WRITTEN INSTRUCTION: In the data that follows, find the line containing "of the kitchen"; then quote that line and every line after it, exactly, through the last one.

INPUT DATA:
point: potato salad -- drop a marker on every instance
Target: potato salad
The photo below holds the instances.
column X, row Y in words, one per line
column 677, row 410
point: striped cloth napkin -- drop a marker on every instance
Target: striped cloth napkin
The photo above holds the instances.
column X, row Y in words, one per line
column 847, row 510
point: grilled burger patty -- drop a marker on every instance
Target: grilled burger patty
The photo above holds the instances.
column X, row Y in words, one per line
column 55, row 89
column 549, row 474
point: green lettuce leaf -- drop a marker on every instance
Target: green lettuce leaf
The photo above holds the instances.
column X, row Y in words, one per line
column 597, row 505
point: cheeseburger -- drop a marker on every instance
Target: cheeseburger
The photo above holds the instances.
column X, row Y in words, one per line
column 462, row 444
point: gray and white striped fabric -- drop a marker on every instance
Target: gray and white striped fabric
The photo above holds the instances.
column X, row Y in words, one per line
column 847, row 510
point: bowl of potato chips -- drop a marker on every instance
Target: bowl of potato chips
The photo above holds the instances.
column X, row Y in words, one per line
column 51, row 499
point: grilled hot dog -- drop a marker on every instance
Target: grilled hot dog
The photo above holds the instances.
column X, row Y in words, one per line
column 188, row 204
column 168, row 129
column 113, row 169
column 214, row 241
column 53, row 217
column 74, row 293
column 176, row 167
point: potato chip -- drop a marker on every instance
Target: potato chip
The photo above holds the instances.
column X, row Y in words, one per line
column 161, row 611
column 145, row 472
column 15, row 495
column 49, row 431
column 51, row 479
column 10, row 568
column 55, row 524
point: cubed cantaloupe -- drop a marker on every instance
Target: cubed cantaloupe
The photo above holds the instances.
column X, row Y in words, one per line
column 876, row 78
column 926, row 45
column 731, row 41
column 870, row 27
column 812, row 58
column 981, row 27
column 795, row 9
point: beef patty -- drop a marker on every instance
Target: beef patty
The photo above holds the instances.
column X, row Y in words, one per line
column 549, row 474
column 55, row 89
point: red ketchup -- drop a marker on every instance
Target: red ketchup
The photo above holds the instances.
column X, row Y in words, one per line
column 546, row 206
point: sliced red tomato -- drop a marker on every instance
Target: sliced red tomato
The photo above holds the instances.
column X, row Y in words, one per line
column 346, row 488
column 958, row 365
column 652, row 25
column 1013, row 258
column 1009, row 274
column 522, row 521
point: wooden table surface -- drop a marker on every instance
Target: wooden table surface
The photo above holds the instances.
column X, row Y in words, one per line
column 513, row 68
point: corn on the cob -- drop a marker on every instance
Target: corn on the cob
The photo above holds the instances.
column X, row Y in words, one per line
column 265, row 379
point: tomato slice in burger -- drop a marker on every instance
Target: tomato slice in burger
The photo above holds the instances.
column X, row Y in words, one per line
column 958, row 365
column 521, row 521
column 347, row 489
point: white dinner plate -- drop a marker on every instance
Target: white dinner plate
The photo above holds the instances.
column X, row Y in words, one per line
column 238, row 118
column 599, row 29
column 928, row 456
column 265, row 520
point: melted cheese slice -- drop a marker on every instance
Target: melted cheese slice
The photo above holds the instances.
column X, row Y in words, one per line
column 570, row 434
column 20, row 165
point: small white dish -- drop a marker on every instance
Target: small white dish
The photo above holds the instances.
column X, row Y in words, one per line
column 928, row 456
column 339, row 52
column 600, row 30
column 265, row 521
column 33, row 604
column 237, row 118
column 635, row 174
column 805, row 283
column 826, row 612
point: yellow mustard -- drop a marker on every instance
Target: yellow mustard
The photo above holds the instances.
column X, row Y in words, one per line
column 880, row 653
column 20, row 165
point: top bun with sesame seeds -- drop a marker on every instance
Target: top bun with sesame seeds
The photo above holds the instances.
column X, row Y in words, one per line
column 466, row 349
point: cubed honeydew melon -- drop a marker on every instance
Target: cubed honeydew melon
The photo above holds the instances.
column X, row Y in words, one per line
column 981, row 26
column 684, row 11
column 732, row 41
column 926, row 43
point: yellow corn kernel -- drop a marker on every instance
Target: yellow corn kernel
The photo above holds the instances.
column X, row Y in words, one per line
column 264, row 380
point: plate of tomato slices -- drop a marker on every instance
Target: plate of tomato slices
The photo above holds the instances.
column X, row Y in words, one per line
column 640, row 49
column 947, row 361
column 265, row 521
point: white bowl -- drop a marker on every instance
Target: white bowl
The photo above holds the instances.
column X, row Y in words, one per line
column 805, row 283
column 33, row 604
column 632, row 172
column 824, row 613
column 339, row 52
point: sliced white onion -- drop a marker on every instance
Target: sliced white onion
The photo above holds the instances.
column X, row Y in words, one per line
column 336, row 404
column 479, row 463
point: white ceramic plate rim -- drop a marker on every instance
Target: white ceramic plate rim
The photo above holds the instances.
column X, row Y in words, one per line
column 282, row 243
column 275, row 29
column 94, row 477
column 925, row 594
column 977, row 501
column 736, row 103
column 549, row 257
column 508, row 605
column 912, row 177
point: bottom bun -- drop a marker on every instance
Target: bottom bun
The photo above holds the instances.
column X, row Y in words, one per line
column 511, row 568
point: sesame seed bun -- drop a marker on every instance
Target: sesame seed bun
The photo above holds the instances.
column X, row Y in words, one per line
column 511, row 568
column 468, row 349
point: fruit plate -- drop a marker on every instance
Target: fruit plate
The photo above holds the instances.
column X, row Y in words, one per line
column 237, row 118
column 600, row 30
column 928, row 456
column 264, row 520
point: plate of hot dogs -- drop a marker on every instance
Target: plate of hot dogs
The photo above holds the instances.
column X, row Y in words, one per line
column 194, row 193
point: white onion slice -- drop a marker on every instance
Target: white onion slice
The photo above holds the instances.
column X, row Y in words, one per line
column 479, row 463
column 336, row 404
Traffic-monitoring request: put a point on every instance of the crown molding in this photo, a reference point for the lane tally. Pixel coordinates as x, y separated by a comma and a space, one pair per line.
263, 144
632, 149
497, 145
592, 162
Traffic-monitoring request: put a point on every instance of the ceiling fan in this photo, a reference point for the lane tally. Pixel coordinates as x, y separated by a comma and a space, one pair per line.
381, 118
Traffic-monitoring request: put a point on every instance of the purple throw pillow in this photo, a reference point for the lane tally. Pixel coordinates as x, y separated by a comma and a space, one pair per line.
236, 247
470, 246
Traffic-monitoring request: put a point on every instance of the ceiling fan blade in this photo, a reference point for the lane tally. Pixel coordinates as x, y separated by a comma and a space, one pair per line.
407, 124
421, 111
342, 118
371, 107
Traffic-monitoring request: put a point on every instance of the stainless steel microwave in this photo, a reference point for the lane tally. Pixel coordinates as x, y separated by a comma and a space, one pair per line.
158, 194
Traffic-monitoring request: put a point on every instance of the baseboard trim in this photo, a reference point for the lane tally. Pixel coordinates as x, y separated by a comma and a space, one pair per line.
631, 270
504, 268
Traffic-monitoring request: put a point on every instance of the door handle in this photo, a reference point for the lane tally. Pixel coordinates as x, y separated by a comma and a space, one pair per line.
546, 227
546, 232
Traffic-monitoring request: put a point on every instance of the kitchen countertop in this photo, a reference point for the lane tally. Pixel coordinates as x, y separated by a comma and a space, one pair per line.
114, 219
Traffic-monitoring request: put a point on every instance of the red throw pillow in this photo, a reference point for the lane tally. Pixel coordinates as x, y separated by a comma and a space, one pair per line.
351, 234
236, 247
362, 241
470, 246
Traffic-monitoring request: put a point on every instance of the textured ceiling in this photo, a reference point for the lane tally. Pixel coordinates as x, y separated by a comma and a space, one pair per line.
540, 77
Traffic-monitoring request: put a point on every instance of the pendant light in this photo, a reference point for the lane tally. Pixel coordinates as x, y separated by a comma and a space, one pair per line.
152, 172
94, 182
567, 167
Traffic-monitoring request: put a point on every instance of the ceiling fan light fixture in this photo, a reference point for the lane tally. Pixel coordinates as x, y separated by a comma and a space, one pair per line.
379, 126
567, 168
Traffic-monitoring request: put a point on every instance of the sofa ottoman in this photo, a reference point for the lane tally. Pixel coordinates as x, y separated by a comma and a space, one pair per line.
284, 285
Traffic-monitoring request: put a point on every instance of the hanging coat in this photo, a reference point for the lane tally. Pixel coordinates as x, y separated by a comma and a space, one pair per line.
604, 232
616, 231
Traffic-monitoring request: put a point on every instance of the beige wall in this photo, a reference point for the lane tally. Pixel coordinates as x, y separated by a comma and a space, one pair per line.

ANSWER TO THE EXERCISE:
Traffic-monitoring request: put a point on every instance of the kitchen countertop in this photo, a reference point for the lane tally. Pixel coordinates as x, y separated by a comma and a space, one pair per line.
114, 219
Traffic-monitoring request: put a point on every instance of the red throw pillow in this photo, a reference point for the lane tally. Pixel coordinates as x, y separated by a comma and a space, one pair per line.
351, 234
236, 247
362, 241
470, 246
Traffic-monitoring request: put a point on every instance of the textured ceiling in this photo, a reference point for the lane tally. Pixel coordinates as x, y separated by a comma and a space, one pair per line.
540, 77
Traffic-monitoring request: put a point on every instance of the pendant light in this photo, a reference point for the lane tally. Pixel coordinates as x, y separated by a comma and a space, one pair per line.
152, 172
94, 182
567, 167
Traffic-monitoring request: put a point on every instance of the ceiling fan light fixture in this photo, a reference point for the lane tally. Pixel coordinates as x, y separated by a comma and a space, one pair per line.
379, 126
567, 168
Traffic-monitoring request: put a point on every instance of the sofa ottoman in this photo, a reference point for the lane tally. Pixel coordinates as x, y separated by a comma and a space, one pair per line.
284, 285
Traffic-monitoring request: put a point on every instance of the hanging coat in this photo, a reference point for the lane tally. Pixel coordinates as x, y separated by a comma and a space, one pair per line.
604, 232
616, 231
Traffic-monitoring request: put a point on every instance of the beige wall in this photo, a reference point for the lane tally. Pixel coordinates as x, y separated by a comma and a space, one pair per line.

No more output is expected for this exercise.